ЗАДАНИЕ 1
Определите, соответствуют ли фрагменту о Веничке утверждения (а), (б) и (в). На каждое ответьте «да» или «нет» и приведите дословно решающие слова фрагмента. (а) Директор Британского музея обнюхивал носки Венички. (б) Лорды рассматривали Веничку в бинокли. (в) В палате лордов о Веничке сказали, что он сильно пьян.
ЗАДАНИЕ 2
Откуда, по словам, произнесенным в палате лордов, пришел Веничка согласно фрагменту о Веничке?
ЗАДАНИЕ 3
Продолжите фрагмент о Веничке, начав сразу после его последнего предложения.

===== ЦИТИРУЕМЫЙ ФРАГМЕНТ =====

Затем Веничка пошел ангажироваться в Британский музей. Но туда его тоже не приняли. Директор музея "… стал передо мной на карачки и принялся обнюхивать мои носки. Обнюхав, встал, поморщился, сплюнул, а потом спросил: "Это в таких-то носках чтобы я вас ангажировал?!""… Пошел в палату лордов и там сказал: "Лорды! Вот тут у меня за дверью стоит один подонок. Он из снежной России, но вроде не очень пьяный. Что мне с ним делать, с этим горемыкой? Ангажировать это чучело? Или не давать этому пугалу никакого ангажемента?" А лорды рассмотрели меня в монокли и говорят: "А ты попробуй, Уильям! Попробуй, выставь его для обозрения! Этот пыльный мудак впишется в любой интерьер!".

Перечисленные элементы империи конституируют образ жизни в столице. Если эту систему рассматривать статически, в категориях homo sovieticus, освоение империи невозможно. Но тогда орбиты движения индивидов были бы строго рассчитаны и соответствовали планам создателей империи. На деле действительное движение индивидов их нарушает. Запланированные сверху индивидуальные путешествия не предполагают их перекрещивания. Однако ситуация разворачивается совсем иначе.

===== СПИСОК ДАННЫХ =====

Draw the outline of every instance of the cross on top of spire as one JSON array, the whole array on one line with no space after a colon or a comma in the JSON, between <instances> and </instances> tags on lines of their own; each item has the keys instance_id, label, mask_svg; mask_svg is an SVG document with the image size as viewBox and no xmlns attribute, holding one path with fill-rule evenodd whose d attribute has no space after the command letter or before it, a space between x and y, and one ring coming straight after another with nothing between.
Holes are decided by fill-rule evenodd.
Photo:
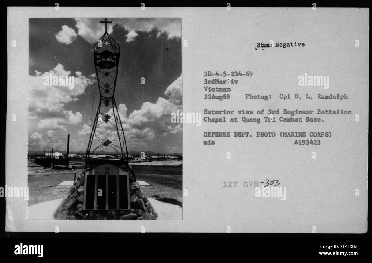
<instances>
[{"instance_id":1,"label":"cross on top of spire","mask_svg":"<svg viewBox=\"0 0 372 263\"><path fill-rule=\"evenodd\" d=\"M105 33L107 32L107 24L112 24L112 22L109 22L107 21L107 19L105 18L105 21L100 21L99 22L100 23L105 23Z\"/></svg>"}]
</instances>

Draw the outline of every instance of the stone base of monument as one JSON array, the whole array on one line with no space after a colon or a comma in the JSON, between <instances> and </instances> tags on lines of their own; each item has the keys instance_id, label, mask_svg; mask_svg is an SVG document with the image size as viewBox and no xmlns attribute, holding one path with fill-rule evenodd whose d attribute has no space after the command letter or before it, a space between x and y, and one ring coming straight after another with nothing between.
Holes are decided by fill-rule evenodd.
<instances>
[{"instance_id":1,"label":"stone base of monument","mask_svg":"<svg viewBox=\"0 0 372 263\"><path fill-rule=\"evenodd\" d=\"M62 219L156 219L158 215L141 190L130 166L122 161L95 161L94 164L84 166L67 196L53 214L53 218ZM120 176L123 177L119 177ZM93 179L90 181L90 178ZM127 180L128 185L126 183ZM90 188L87 187L88 184L90 184ZM86 185L87 187L84 187ZM125 186L122 187L122 185ZM84 192L86 189L88 189L87 192L93 193L93 195L91 196L93 196L93 200L92 198L88 200L89 193L84 196ZM129 193L126 189L129 189ZM94 197L94 195L98 195L100 190L103 193L103 196L99 195L99 198Z\"/></svg>"}]
</instances>

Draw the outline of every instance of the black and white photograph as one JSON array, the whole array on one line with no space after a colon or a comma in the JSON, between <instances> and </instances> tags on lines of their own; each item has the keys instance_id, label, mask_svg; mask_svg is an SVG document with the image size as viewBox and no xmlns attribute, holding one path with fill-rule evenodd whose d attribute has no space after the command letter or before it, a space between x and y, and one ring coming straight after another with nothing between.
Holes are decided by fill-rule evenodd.
<instances>
[{"instance_id":1,"label":"black and white photograph","mask_svg":"<svg viewBox=\"0 0 372 263\"><path fill-rule=\"evenodd\" d=\"M7 253L222 236L260 260L368 254L371 1L339 2L10 3Z\"/></svg>"},{"instance_id":2,"label":"black and white photograph","mask_svg":"<svg viewBox=\"0 0 372 263\"><path fill-rule=\"evenodd\" d=\"M28 218L182 220L181 19L29 23Z\"/></svg>"}]
</instances>

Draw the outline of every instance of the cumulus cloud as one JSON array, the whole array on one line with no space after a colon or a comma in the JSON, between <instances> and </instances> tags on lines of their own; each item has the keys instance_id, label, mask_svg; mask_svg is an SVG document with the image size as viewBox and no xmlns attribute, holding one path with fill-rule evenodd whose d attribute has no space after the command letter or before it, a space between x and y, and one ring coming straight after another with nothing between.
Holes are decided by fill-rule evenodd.
<instances>
[{"instance_id":1,"label":"cumulus cloud","mask_svg":"<svg viewBox=\"0 0 372 263\"><path fill-rule=\"evenodd\" d=\"M94 44L105 33L105 26L99 23L100 19L75 18L78 34L91 44ZM107 32L112 32L112 25L107 24Z\"/></svg>"},{"instance_id":2,"label":"cumulus cloud","mask_svg":"<svg viewBox=\"0 0 372 263\"><path fill-rule=\"evenodd\" d=\"M93 84L90 79L82 76L80 71L75 72L73 89L68 86L45 86L44 76L70 76L71 71L65 70L58 64L52 70L42 73L35 71L29 76L29 115L30 119L39 120L37 127L52 130L66 131L64 124L76 125L81 122L83 116L80 112L73 113L65 109L66 103L76 101L77 97L84 93L86 88Z\"/></svg>"},{"instance_id":3,"label":"cumulus cloud","mask_svg":"<svg viewBox=\"0 0 372 263\"><path fill-rule=\"evenodd\" d=\"M129 31L129 33L125 35L126 37L126 42L130 42L131 41L133 41L134 40L134 38L138 35L138 34L136 33L135 31L131 30Z\"/></svg>"},{"instance_id":4,"label":"cumulus cloud","mask_svg":"<svg viewBox=\"0 0 372 263\"><path fill-rule=\"evenodd\" d=\"M55 38L60 43L66 45L71 44L77 37L75 30L66 25L62 26L62 30L55 35Z\"/></svg>"},{"instance_id":5,"label":"cumulus cloud","mask_svg":"<svg viewBox=\"0 0 372 263\"><path fill-rule=\"evenodd\" d=\"M75 18L77 34L91 44L94 44L105 33L105 26L100 23L102 19ZM129 31L126 42L134 40L137 35L136 31L148 32L157 28L166 32L169 38L181 38L181 19L177 18L120 18L110 19L112 23L107 24L107 32L111 34L113 25L118 24Z\"/></svg>"},{"instance_id":6,"label":"cumulus cloud","mask_svg":"<svg viewBox=\"0 0 372 263\"><path fill-rule=\"evenodd\" d=\"M83 129L78 132L80 135L89 134L90 133L90 127L86 124L83 125Z\"/></svg>"},{"instance_id":7,"label":"cumulus cloud","mask_svg":"<svg viewBox=\"0 0 372 263\"><path fill-rule=\"evenodd\" d=\"M182 75L169 85L164 92L167 98L159 97L155 103L146 102L141 108L134 110L128 116L128 108L122 103L119 105L118 112L126 138L128 147L145 147L161 137L182 132L182 124L171 123L170 114L182 110ZM112 114L110 109L107 113ZM114 127L102 124L98 125L96 132L105 139L112 138L116 134ZM104 126L104 128L103 128ZM78 132L80 135L88 134L90 127L86 124Z\"/></svg>"},{"instance_id":8,"label":"cumulus cloud","mask_svg":"<svg viewBox=\"0 0 372 263\"><path fill-rule=\"evenodd\" d=\"M35 150L50 148L54 148L55 150L64 149L66 147L65 144L65 142L61 139L53 140L50 138L43 138L41 134L37 132L34 132L29 137L29 148Z\"/></svg>"}]
</instances>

=====

ОТВЕТ 1
(а) Да: «принялся обнюхивать мои носки».
(б) Нет: «рассмотрели меня в монокли».
(в) Нет: «вроде не очень пьяный».

ОТВЕТ 2
Из снежной России.

ОТВЕТ 3
Икота и социальное кредо

Допустим, электричка Москва-Петушки воплощает идеологическую структуру социально-экономических формаций. Тогда каждый пассажир должен занять место согласно билету, участвовать в предписанных взаимодействиях и выходить на определенной остановке. Но даже столь неконцентрированную систему взаимодействия невозможно упорядочить в соответствии с системным сценарием, который определяет место и роль каждого дисциплинированного пассажира.

На сцену выступает царство случая. Начинают действовать фатальные силы. По отношению к ним железные законы социально-экономических формаций выступают как позывы на рвоту в ходе борьбы с икотой. Эта случайность не поддается математике: "Я пошел через площадь — вернее, не пошел, а повлекся. Два или три раза я останавливался — застывал на месте, чтобы унять в себе дурноту. Ведь в человеке не одна только физическая сторона; в нем и духовная сторона есть, и есть — больше того — есть сторона мистическая, сверхдуховная сторона. Так вот, я каждую минуту ждал, что меня, посреди площади, начнет тошнить со всех сторон". "Например, икота… Давайте лучше займемся икотой, то есть исследованием пьяной икоты в ее математической аспекте".

Итак, столичный человек ничем не отличается от остальных людей, поскольку ему присуще физическое, духовное и мистическое начало. Но эти стихии проявляются в пьяной икоте, над которой не властны законы империи. Чтобы постичь природу икоты, нужна философская компетентность: "Для того, чтоб начать ее исследование, надо, разумеется, ее вызвать, или an sich (термин Иммануила Канта), то есть вызвать ее в себе самом, — или же вызвать ее в другом, но в собственных интересах, то-есть fur sich… Лучше всего, конечно, и an sich и fur sich". Выведенные таким путем математические формулы не дают возможности предсказать длительность следующего интервала между приступами икоты: "Жизнь все равно опрокинет все ваши телячьи построения".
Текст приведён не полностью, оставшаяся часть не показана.